EXERCISE ▸
Collect every line of the material that contains the word "shelf", and copy each one in full. Matching is case-sensitive.

— BEGIN GIVEN DATA —

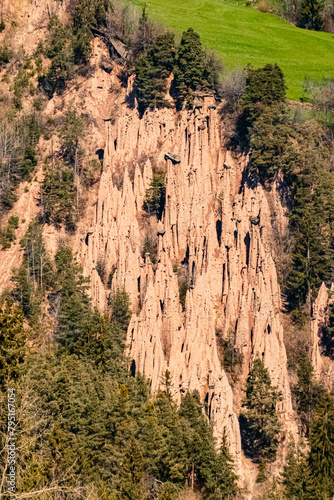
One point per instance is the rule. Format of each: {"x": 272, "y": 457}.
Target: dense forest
{"x": 86, "y": 427}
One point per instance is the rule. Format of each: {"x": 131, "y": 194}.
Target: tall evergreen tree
{"x": 12, "y": 342}
{"x": 307, "y": 392}
{"x": 191, "y": 70}
{"x": 297, "y": 477}
{"x": 263, "y": 426}
{"x": 310, "y": 15}
{"x": 152, "y": 71}
{"x": 322, "y": 447}
{"x": 58, "y": 195}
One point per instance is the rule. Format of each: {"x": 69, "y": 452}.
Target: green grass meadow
{"x": 242, "y": 35}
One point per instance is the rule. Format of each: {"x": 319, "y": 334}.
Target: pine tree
{"x": 121, "y": 311}
{"x": 76, "y": 321}
{"x": 58, "y": 196}
{"x": 59, "y": 49}
{"x": 307, "y": 392}
{"x": 327, "y": 337}
{"x": 155, "y": 196}
{"x": 297, "y": 477}
{"x": 152, "y": 71}
{"x": 12, "y": 342}
{"x": 322, "y": 446}
{"x": 132, "y": 472}
{"x": 191, "y": 70}
{"x": 265, "y": 87}
{"x": 262, "y": 422}
{"x": 310, "y": 15}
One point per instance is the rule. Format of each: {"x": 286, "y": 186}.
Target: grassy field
{"x": 242, "y": 35}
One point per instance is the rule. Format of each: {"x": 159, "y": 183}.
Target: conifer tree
{"x": 307, "y": 391}
{"x": 262, "y": 421}
{"x": 191, "y": 70}
{"x": 58, "y": 196}
{"x": 155, "y": 196}
{"x": 322, "y": 446}
{"x": 152, "y": 70}
{"x": 327, "y": 338}
{"x": 72, "y": 305}
{"x": 297, "y": 476}
{"x": 310, "y": 15}
{"x": 12, "y": 342}
{"x": 59, "y": 49}
{"x": 132, "y": 472}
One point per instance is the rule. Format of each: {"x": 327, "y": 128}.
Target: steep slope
{"x": 216, "y": 225}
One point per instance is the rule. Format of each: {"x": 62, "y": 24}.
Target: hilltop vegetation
{"x": 242, "y": 35}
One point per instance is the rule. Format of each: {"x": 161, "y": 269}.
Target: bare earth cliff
{"x": 215, "y": 226}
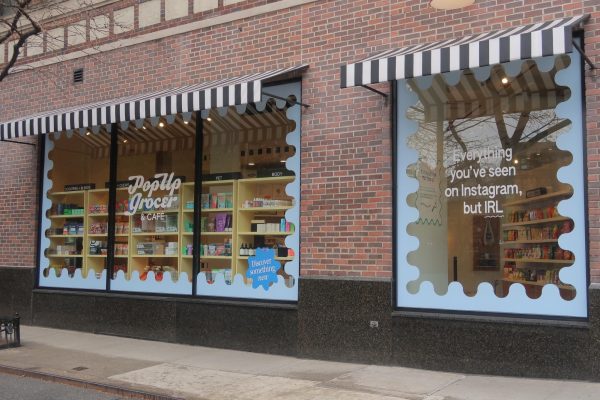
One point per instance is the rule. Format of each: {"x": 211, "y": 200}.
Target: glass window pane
{"x": 487, "y": 163}
{"x": 246, "y": 196}
{"x": 75, "y": 210}
{"x": 155, "y": 177}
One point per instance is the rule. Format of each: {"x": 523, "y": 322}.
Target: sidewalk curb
{"x": 101, "y": 387}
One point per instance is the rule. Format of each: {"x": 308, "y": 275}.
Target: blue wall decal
{"x": 262, "y": 268}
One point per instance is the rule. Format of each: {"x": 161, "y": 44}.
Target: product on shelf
{"x": 216, "y": 249}
{"x": 98, "y": 209}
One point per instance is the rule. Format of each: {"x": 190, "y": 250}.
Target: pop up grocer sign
{"x": 143, "y": 192}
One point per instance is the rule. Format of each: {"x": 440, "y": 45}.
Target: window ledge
{"x": 502, "y": 319}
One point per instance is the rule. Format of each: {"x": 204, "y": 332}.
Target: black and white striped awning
{"x": 530, "y": 41}
{"x": 204, "y": 96}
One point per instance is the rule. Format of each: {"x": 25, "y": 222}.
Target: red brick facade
{"x": 346, "y": 205}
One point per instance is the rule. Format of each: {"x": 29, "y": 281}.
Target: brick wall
{"x": 346, "y": 134}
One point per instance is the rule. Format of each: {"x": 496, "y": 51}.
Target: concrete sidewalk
{"x": 193, "y": 372}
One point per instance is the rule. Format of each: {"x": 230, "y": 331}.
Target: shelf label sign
{"x": 262, "y": 268}
{"x": 143, "y": 200}
{"x": 80, "y": 186}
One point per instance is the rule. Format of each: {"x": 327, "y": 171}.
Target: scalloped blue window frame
{"x": 550, "y": 303}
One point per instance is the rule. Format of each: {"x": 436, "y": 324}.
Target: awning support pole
{"x": 294, "y": 102}
{"x": 585, "y": 57}
{"x": 14, "y": 141}
{"x": 385, "y": 96}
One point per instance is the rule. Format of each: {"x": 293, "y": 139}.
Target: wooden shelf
{"x": 218, "y": 183}
{"x": 255, "y": 209}
{"x": 535, "y": 283}
{"x": 64, "y": 236}
{"x": 536, "y": 222}
{"x": 154, "y": 256}
{"x": 537, "y": 260}
{"x": 537, "y": 199}
{"x": 169, "y": 211}
{"x": 155, "y": 234}
{"x": 80, "y": 192}
{"x": 104, "y": 256}
{"x": 531, "y": 241}
{"x": 265, "y": 233}
{"x": 216, "y": 257}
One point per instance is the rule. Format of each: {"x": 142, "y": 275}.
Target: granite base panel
{"x": 16, "y": 284}
{"x": 345, "y": 320}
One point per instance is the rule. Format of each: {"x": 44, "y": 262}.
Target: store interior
{"x": 242, "y": 205}
{"x": 488, "y": 189}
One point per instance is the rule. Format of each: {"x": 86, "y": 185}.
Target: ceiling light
{"x": 450, "y": 4}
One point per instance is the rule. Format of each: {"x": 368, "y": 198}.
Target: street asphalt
{"x": 23, "y": 388}
{"x": 170, "y": 371}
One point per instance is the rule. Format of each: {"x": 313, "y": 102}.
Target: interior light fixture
{"x": 450, "y": 4}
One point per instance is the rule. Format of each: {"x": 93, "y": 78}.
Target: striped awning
{"x": 536, "y": 40}
{"x": 220, "y": 93}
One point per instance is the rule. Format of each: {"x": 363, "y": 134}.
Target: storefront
{"x": 490, "y": 171}
{"x": 445, "y": 219}
{"x": 191, "y": 192}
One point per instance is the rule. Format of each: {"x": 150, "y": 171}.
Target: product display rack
{"x": 268, "y": 188}
{"x": 216, "y": 263}
{"x": 93, "y": 238}
{"x": 530, "y": 251}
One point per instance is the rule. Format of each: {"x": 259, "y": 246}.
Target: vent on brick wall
{"x": 78, "y": 75}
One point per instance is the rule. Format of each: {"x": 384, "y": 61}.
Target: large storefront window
{"x": 491, "y": 190}
{"x": 241, "y": 227}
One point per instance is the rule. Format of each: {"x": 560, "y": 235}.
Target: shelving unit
{"x": 531, "y": 254}
{"x": 268, "y": 189}
{"x": 217, "y": 202}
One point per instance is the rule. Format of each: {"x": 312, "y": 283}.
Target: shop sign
{"x": 79, "y": 186}
{"x": 142, "y": 191}
{"x": 458, "y": 178}
{"x": 262, "y": 268}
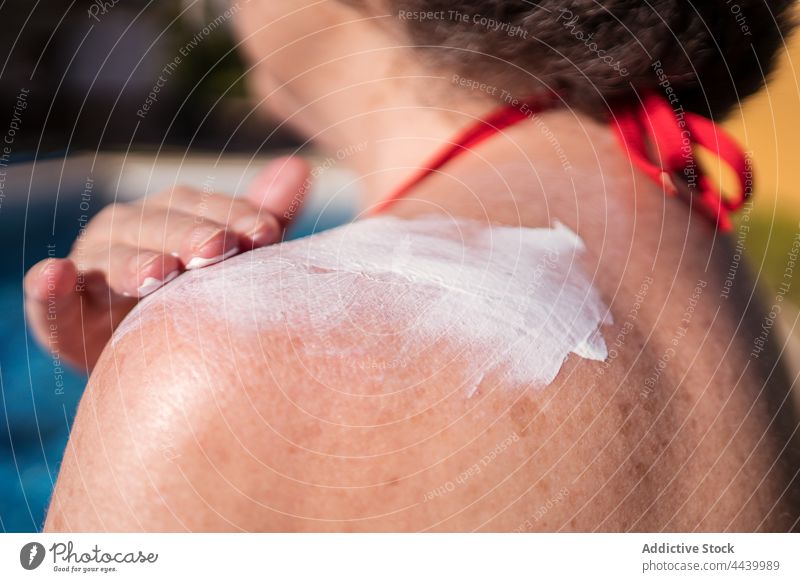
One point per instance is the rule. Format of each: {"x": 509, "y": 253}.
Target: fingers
{"x": 50, "y": 279}
{"x": 253, "y": 228}
{"x": 129, "y": 271}
{"x": 195, "y": 241}
{"x": 281, "y": 188}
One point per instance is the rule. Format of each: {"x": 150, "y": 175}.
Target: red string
{"x": 481, "y": 130}
{"x": 672, "y": 135}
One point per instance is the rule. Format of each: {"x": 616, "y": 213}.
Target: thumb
{"x": 281, "y": 188}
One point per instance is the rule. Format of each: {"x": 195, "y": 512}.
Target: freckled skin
{"x": 222, "y": 429}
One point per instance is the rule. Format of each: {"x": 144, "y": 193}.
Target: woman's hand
{"x": 130, "y": 250}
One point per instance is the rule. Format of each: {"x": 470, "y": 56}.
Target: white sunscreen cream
{"x": 506, "y": 299}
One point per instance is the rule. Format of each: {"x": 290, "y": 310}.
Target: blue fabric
{"x": 36, "y": 413}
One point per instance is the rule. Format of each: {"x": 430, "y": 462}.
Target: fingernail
{"x": 200, "y": 262}
{"x": 151, "y": 284}
{"x": 258, "y": 233}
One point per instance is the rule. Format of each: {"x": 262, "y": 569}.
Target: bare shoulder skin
{"x": 196, "y": 422}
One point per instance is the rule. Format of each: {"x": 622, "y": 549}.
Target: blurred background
{"x": 86, "y": 121}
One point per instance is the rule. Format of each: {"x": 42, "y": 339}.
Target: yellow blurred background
{"x": 768, "y": 125}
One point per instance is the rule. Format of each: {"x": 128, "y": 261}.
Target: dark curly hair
{"x": 598, "y": 53}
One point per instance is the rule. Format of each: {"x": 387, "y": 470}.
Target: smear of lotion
{"x": 509, "y": 299}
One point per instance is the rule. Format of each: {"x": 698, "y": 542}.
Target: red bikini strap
{"x": 481, "y": 130}
{"x": 673, "y": 134}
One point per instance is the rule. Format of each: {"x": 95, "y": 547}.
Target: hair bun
{"x": 711, "y": 54}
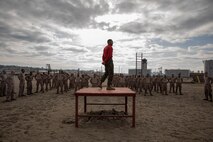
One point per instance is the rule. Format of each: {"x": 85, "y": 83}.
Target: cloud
{"x": 72, "y": 34}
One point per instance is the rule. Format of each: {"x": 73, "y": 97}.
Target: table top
{"x": 95, "y": 91}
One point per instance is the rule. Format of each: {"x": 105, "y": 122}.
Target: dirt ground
{"x": 41, "y": 117}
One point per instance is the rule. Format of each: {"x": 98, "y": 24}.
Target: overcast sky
{"x": 71, "y": 34}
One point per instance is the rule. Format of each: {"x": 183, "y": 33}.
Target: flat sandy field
{"x": 49, "y": 117}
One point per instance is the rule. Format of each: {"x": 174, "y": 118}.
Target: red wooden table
{"x": 97, "y": 92}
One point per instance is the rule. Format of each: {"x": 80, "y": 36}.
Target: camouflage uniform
{"x": 141, "y": 84}
{"x": 179, "y": 82}
{"x": 3, "y": 84}
{"x": 65, "y": 81}
{"x": 29, "y": 79}
{"x": 77, "y": 82}
{"x": 10, "y": 87}
{"x": 148, "y": 85}
{"x": 159, "y": 85}
{"x": 60, "y": 78}
{"x": 72, "y": 81}
{"x": 39, "y": 82}
{"x": 21, "y": 78}
{"x": 172, "y": 84}
{"x": 207, "y": 88}
{"x": 164, "y": 85}
{"x": 154, "y": 83}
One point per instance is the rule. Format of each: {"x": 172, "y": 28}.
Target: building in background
{"x": 183, "y": 72}
{"x": 208, "y": 67}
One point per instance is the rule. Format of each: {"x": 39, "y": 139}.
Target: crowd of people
{"x": 64, "y": 82}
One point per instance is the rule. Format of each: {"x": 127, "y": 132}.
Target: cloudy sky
{"x": 71, "y": 34}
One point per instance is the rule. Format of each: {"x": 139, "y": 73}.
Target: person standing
{"x": 3, "y": 83}
{"x": 10, "y": 87}
{"x": 94, "y": 80}
{"x": 179, "y": 82}
{"x": 108, "y": 63}
{"x": 21, "y": 78}
{"x": 207, "y": 88}
{"x": 29, "y": 79}
{"x": 172, "y": 84}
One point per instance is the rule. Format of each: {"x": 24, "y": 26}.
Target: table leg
{"x": 76, "y": 111}
{"x": 85, "y": 104}
{"x": 126, "y": 111}
{"x": 133, "y": 111}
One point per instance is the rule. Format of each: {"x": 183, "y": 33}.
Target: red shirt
{"x": 107, "y": 54}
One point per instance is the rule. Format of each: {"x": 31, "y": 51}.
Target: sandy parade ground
{"x": 49, "y": 117}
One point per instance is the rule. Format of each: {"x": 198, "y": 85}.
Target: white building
{"x": 183, "y": 72}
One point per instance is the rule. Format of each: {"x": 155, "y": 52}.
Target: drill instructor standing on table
{"x": 108, "y": 63}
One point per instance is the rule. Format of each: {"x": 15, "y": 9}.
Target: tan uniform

— END GIVEN DATA —

FULL RESPONSE ▸
Target: product on shelf
Target: shelf label sign
Target: wooden shelf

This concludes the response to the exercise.